● **YOUR ASSIGNMENT**
Copy out each line below exactly as written.

=== Begin Enclosure ===

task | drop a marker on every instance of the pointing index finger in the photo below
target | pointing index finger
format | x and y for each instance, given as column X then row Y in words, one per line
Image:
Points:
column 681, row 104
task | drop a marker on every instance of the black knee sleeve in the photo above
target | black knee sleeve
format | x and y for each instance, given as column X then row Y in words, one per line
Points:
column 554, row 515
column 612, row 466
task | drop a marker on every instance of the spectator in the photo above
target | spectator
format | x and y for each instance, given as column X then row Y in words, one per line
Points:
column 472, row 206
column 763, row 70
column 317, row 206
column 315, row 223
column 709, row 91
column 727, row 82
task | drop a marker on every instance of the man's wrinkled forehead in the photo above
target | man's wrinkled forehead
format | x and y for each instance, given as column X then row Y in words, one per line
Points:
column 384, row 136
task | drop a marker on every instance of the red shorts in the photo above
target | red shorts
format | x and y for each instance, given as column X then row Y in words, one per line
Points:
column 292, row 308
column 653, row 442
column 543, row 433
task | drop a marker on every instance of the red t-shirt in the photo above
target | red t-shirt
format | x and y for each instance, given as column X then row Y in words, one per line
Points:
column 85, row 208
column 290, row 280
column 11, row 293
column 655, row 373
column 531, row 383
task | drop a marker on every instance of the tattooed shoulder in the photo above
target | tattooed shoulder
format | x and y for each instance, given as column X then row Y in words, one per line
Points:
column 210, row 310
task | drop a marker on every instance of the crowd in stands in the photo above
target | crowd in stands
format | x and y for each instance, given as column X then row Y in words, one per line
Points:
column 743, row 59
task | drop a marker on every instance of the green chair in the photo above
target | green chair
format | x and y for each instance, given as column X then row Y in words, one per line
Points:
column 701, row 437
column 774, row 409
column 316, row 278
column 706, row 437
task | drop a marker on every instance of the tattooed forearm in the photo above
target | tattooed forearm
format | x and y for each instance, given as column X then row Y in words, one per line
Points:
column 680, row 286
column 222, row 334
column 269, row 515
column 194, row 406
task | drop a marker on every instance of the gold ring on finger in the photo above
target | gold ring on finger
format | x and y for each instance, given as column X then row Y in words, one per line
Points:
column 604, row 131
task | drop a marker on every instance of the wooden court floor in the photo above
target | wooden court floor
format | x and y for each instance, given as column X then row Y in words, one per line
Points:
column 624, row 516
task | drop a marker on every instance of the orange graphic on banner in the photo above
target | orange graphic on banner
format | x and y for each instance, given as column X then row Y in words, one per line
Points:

=== End Enclosure ===

● **YOUR SOLUTION**
task | drop a marker on every instance of the pointing index finger in the photo below
target | pointing index finger
format | x and y for each instance, given as column X then row Y in words, one per line
Image:
Points:
column 681, row 104
task | drop a marker on every instance of the black knee sleeve in the photo above
target | black knee sleeve
format | x and y for each instance, given as column X then row Y in words, one per line
Points:
column 554, row 515
column 612, row 466
task | drop a marker on every instance of the spectator in the photo above
target | spectator
format | x and y for each instance, given as column X then row Y in words, one per line
Points:
column 472, row 206
column 763, row 70
column 317, row 206
column 315, row 223
column 709, row 91
column 727, row 82
task | drop a marker on every instance of the man's wrinkled forehead in the photo above
target | man's wrinkled forehead
format | x and y for each instance, given as column X then row Y in words, one per line
Points:
column 384, row 136
task | drop a marker on every instance of the red shorts in the photo above
target | red shorts
format | x and y for each instance, given as column X then row Y in words, one per line
Points:
column 292, row 308
column 653, row 442
column 543, row 433
task | drop a marker on every instance of the red t-shirt in the photo above
target | red t-shirt
format | x and y for each instance, given as column X then row Y in words, one per line
Points:
column 85, row 208
column 290, row 280
column 11, row 293
column 655, row 373
column 531, row 383
task | drop a marker on every instance of the tattooed shoulder in the photo above
target | tattooed shoulder
format | x and y for each instance, given as column X then row Y in words, one per line
Points:
column 210, row 310
task | drop a marker on every instance of the crowd in stands in the photo above
target | crowd in stands
format | x and y for each instance, given as column X then row Y in words, one per line
Points:
column 743, row 59
task | drop a marker on every instance of the green chair in the photo above
target | green chair
format | x and y for each instance, given as column X then row Y in words, one per line
Points:
column 701, row 437
column 774, row 409
column 316, row 278
column 706, row 437
task | drop a marker on every instance of the tattooed forearm in the photo above
target | tattooed forearm
format | x and y for each instance, given as column X then row Y in words, one per line
Points:
column 680, row 286
column 222, row 334
column 269, row 515
column 194, row 406
task | drop a marker on every instance of the gold ring on finger in the photo above
target | gold ring on finger
format | x and y for each instance, given as column X then row Y in words, one per line
Points:
column 604, row 131
task | drop a marker on every instance of the wooden court floor in the photo above
target | wooden court floor
format | x and y for each instance, given as column X then row Y in words, one per line
Points:
column 624, row 516
task | drop a marker on every instance of the orange graphic on banner in the photo above
target | orange graphic on banner
format | x and y for each instance, given as column X then row Y in words, one per line
Points:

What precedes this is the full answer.